§ YOUR OBJECTIVE
The records are to be copied exactly and in full.

(MATERIAL SHOWN begins)

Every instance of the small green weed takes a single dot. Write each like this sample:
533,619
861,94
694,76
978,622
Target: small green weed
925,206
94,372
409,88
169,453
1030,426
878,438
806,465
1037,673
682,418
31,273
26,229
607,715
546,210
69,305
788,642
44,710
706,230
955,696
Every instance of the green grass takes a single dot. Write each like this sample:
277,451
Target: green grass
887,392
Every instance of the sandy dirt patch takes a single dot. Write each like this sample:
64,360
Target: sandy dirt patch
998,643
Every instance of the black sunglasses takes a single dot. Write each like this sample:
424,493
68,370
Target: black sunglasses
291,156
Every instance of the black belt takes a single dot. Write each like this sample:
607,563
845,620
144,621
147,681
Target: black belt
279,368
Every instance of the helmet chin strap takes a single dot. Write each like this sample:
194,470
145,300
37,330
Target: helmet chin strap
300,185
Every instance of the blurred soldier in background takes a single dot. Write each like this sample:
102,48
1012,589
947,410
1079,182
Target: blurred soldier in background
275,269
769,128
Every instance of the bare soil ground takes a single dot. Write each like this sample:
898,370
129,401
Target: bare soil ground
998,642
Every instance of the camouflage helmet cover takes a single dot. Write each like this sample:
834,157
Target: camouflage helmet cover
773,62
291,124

(MATERIAL SHOWN ends)

§ RESPONSE TO THE TASK
Every instance of the small green weed takes a single dot. Write each like this sample:
533,619
861,94
694,76
978,622
Target: small green weed
925,206
94,372
409,88
169,453
1030,426
878,438
806,465
1037,673
682,418
31,273
26,229
607,715
546,210
69,305
788,642
44,710
706,230
955,696
Every instance of the green grass takes a single dot. Write each like this sample:
277,451
Target: green grass
887,392
Every instance of the sandy dirt patch takes a single dot. Write each like this sample:
64,360
Target: sandy dirt patch
998,643
Every instance of the black sunglasses takes a single dot. Write each like this sample:
424,493
68,370
Target: black sunglasses
291,156
Every instance of the black belt takes a single dot. Write each like this sample:
607,563
845,620
144,621
147,681
Target: black belt
279,368
Every instance of the helmet chin strap takes a single dot. Write each like this sample:
194,470
145,300
37,330
Target: helmet chin strap
300,185
Every instance of the blurred soldier in background takes a single dot. Write each like this sample:
102,48
1012,589
947,410
1079,182
Target: blurred soldier in background
275,269
769,128
Every instance of the bare soil ground takes a single dot. Write each like this sample:
898,370
129,401
Target: bare soil ground
998,642
Every instance of the camouflage helmet cover takes a single dot. Write each like this sample:
834,157
Target: camouflage helmet cover
773,62
291,124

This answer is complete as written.